- EXCERPTED TEXT
◆ ◆ ◆ ◆ ◆

Killing the golden goose
“Tourism is developing exponentially in many Caribbean countries,” says Khorai-Vanzella, who notes that reefs and fish populations suffer when hotel, golf course and cruise-ship-pier construction destroys mangroves and beach vegetation. “It’s unfortunate,” she adds, “because the main reason tourists come to the Caribbean is to enjoy the ‘pristine’ marine environment - but we are losing it very fast due to development.”

The good news: “All the governments in the region know how development should be done,” Khorai-Vanzella insists. “There is good information on best practices for land use, watershed protection and pollution control. The knowledge is there; it’s only lack of political will that prevents it from being used.”

Hot, hot, hot
“Coral reefs are the most temperature-sensitive ecosystems on earth,” says Dr. Thomas Goreau, president of the Global Coral Reef Alliance. “They will be the first lost to climate change.”

“Bleaching” is the term used when a coral polyp loses its zooxanthellae (which provide most of the coral’s color), leaving just the transparent jelly animal and its bone-white skeleton. In recent years, bleaching events have become more frequent and severe, and the primary culprit is a rise in sea-surface temperature. The last two decades have seen the 14 warmest years on record, and those Goldilocks corals that live within a very narrow band of conditions will bleach when the water temperature rises just 1 or 2 degrees above normal and stays that way for a month (or less time when it’s more than 2 degrees warmer). Without their zoox, coral polyps begin to starve and become much more sensitive to other stresses, such as hurricanes (which are getting more destructive because of the warmer sea-surface temperatures). In 2005’s severe bleaching event, up to 90 percent of the corals in some Caribbean countries were affected, and up to half of the colonies at study sites in the U.S. Virgin Islands died. Climate evidence suggests that this will only get worse.

The good news: Corals can recover from bleaching if they’re not further damaged by storms, overgrown by algae or hit by sediment, disease or pollution. “Some of the zooxanthellae remain in a colony, perhaps shaded or otherwise protected from warmer water,” says Professor McManus. “These can repopulate the coral, which may then tend to be more resistant to the next bleaching event.”

◆ ◆ ◆ ◆ ◆

- DATASET
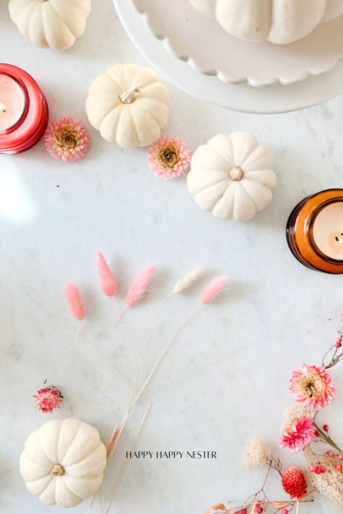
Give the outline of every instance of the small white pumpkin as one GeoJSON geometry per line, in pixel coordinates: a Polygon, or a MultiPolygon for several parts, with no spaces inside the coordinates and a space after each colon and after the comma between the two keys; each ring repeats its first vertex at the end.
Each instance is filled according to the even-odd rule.
{"type": "Polygon", "coordinates": [[[36,46],[66,50],[82,35],[91,0],[10,0],[12,20],[36,46]]]}
{"type": "Polygon", "coordinates": [[[276,176],[270,150],[247,132],[220,134],[194,152],[187,186],[216,217],[244,222],[272,201],[276,176]]]}
{"type": "Polygon", "coordinates": [[[119,65],[91,84],[86,112],[106,141],[124,148],[149,146],[167,124],[169,101],[168,89],[154,70],[119,65]]]}
{"type": "Polygon", "coordinates": [[[96,429],[79,419],[52,419],[26,439],[20,469],[43,503],[75,507],[98,490],[106,463],[96,429]]]}
{"type": "Polygon", "coordinates": [[[343,0],[190,0],[226,32],[246,41],[285,45],[343,14],[343,0]]]}

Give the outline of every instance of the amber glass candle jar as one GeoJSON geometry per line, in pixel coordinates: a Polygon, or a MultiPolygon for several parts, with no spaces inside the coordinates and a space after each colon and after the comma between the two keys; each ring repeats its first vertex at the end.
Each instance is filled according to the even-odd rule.
{"type": "Polygon", "coordinates": [[[304,266],[343,273],[343,189],[327,189],[302,200],[291,213],[288,246],[304,266]]]}

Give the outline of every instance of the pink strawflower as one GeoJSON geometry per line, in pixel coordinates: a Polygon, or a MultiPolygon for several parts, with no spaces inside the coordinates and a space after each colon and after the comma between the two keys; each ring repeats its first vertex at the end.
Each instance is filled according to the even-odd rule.
{"type": "Polygon", "coordinates": [[[179,137],[161,136],[150,146],[148,161],[159,177],[175,178],[188,169],[191,156],[188,146],[179,137]]]}
{"type": "Polygon", "coordinates": [[[312,442],[316,437],[316,431],[312,418],[294,419],[282,432],[279,446],[296,453],[312,442]]]}
{"type": "Polygon", "coordinates": [[[61,118],[52,121],[44,137],[45,147],[50,155],[65,162],[81,159],[89,146],[86,127],[72,118],[61,118]]]}
{"type": "Polygon", "coordinates": [[[292,373],[291,391],[297,401],[313,409],[323,409],[333,400],[336,389],[325,368],[303,364],[292,373]]]}
{"type": "Polygon", "coordinates": [[[61,391],[53,386],[40,389],[33,395],[36,400],[36,407],[42,412],[52,412],[54,409],[60,409],[63,401],[61,391]]]}
{"type": "Polygon", "coordinates": [[[307,494],[307,484],[305,476],[299,468],[290,466],[281,473],[282,486],[291,498],[301,500],[307,494]]]}

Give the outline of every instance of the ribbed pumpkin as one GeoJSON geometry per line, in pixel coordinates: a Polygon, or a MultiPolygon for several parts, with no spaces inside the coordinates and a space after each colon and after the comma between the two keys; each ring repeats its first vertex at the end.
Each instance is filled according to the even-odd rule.
{"type": "Polygon", "coordinates": [[[247,132],[214,136],[194,152],[187,186],[197,205],[218,218],[247,221],[273,198],[270,150],[247,132]]]}
{"type": "Polygon", "coordinates": [[[285,45],[343,14],[342,0],[190,0],[229,34],[285,45]]]}
{"type": "Polygon", "coordinates": [[[66,50],[83,34],[91,0],[10,0],[12,21],[36,46],[66,50]]]}
{"type": "Polygon", "coordinates": [[[52,419],[28,436],[20,469],[43,503],[75,507],[98,490],[106,463],[96,429],[79,419],[52,419]]]}
{"type": "Polygon", "coordinates": [[[157,74],[136,64],[112,66],[89,87],[86,111],[104,139],[124,148],[148,146],[169,116],[168,89],[157,74]]]}

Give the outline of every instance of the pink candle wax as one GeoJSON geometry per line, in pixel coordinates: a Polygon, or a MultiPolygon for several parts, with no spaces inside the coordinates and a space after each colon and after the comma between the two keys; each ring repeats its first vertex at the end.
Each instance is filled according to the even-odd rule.
{"type": "Polygon", "coordinates": [[[0,132],[15,125],[24,114],[25,97],[19,84],[0,75],[0,132]]]}
{"type": "Polygon", "coordinates": [[[44,95],[21,68],[0,63],[0,153],[24,152],[43,137],[49,119],[44,95]]]}

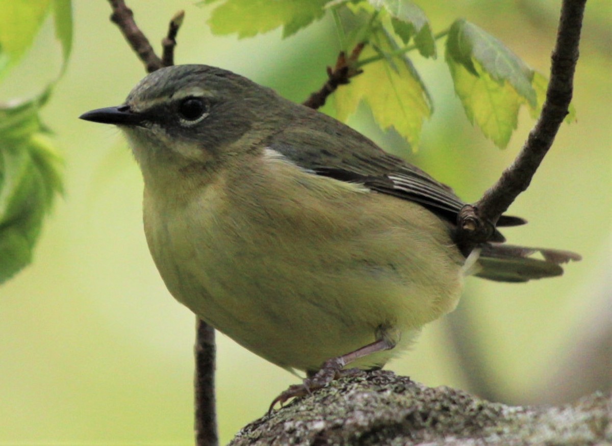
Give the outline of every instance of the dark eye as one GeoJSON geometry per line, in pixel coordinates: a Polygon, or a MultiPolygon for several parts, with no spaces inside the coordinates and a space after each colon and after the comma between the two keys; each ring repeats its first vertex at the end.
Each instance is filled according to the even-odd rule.
{"type": "Polygon", "coordinates": [[[200,97],[187,97],[179,104],[179,114],[189,123],[200,121],[207,111],[206,104],[200,97]]]}

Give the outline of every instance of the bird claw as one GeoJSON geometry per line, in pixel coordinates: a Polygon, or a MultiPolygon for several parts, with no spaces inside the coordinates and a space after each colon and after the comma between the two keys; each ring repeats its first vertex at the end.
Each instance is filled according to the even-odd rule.
{"type": "Polygon", "coordinates": [[[363,371],[356,368],[343,370],[342,365],[337,358],[332,359],[326,362],[315,375],[304,379],[301,384],[290,385],[289,388],[274,398],[268,409],[268,415],[272,412],[277,403],[282,407],[283,404],[291,398],[310,395],[313,392],[323,388],[334,379],[363,371]]]}

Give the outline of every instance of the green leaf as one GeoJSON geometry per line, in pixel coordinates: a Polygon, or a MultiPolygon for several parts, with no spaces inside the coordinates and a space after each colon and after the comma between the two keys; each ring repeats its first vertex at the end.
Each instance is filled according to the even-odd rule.
{"type": "Polygon", "coordinates": [[[0,78],[31,46],[51,0],[0,0],[0,78]]]}
{"type": "Polygon", "coordinates": [[[468,118],[496,146],[505,147],[517,128],[518,109],[523,98],[509,83],[500,83],[494,79],[478,62],[473,61],[471,69],[468,69],[447,53],[446,59],[455,91],[468,118]]]}
{"type": "MultiPolygon", "coordinates": [[[[365,59],[397,50],[394,40],[379,30],[371,40],[377,48],[367,45],[362,53],[365,59]]],[[[383,59],[368,64],[363,73],[351,80],[334,93],[337,117],[346,121],[363,100],[384,129],[394,127],[416,147],[424,121],[431,114],[431,103],[418,73],[404,56],[393,58],[393,65],[383,59]]]]}
{"type": "Polygon", "coordinates": [[[460,19],[452,24],[446,40],[446,59],[462,65],[474,76],[479,75],[475,67],[477,62],[491,79],[500,84],[509,83],[536,106],[533,70],[500,40],[473,23],[460,19]]]}
{"type": "Polygon", "coordinates": [[[384,9],[391,17],[394,31],[404,43],[414,38],[422,56],[435,57],[436,42],[427,16],[408,0],[368,0],[377,10],[384,9]]]}
{"type": "Polygon", "coordinates": [[[43,217],[62,190],[60,158],[39,117],[48,91],[0,107],[0,283],[31,261],[43,217]]]}
{"type": "Polygon", "coordinates": [[[72,50],[72,6],[70,0],[53,0],[53,15],[55,18],[55,35],[62,45],[63,73],[72,50]]]}
{"type": "MultiPolygon", "coordinates": [[[[204,0],[200,5],[217,0],[204,0]]],[[[250,37],[283,26],[283,37],[320,19],[329,0],[225,0],[212,11],[208,23],[214,34],[237,33],[250,37]]]]}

◆ ◆ ◆ ◆ ◆

- INSTRUCTIONS
1. Answer from the coral reef text:
(a) Who is president of the Global Coral Reef Alliance?
(b) According to Khorai-Vanzella, what alone prevents the knowledge of good development practices from being used?
(c) In the 2005 bleaching event, up to what share of the corals in some Caribbean countries was affected?
2. Resume the text on Caribbean coral reefs, starting after its last sentence.
None of the items are needed for this work.

- EXPECTED RESULTS
1.
(a) Dr. Thomas Goreau
(b) Lack of political will
(c) Up to 90 percent

2.
The acid test
“This is the one problem that has yet to hit the fan,” says McManus of ocean acidification, the lowering of the oceans’ pH. “It looks much more serious than bleaching. The oceans’ chemistry is changing because they’re absorbing so much of the fossil-fuel carbon we’ve been spewing.” The potential pH problems for the oceans, the food web and for us are immense. For corals, it comes down to their ability to build reefs. The more acidic the sea becomes, the less carbonate is available — eventually reaching a point where corals can’t construct a skeleton. “In 50 to 100 years,” estimates McManus, “very few places in the world will be able to support coral calcification rates that we have now.”

The good news: Depends on how much faith you have in the world quickly meeting goals to reduce carbon emissions.

The end game
With all the bad news, it’s hard for anyone who appreciates the beauty and value of the coral reef not to feel disheartened. But McManus has some encouraging words. “We’re not going to lose the ecosystem!” he says emphatically. “There’s an enormous difference between ‘coral reefs’ and ‘corals,’ and even if we do lose the corals in 100 years, it does not mean we lose the reefs, these enormous structures that were built 20,000 to 30,000 years ago. They will be beautiful, just not as beautiful as today, and they will still support tens of thousands of species.”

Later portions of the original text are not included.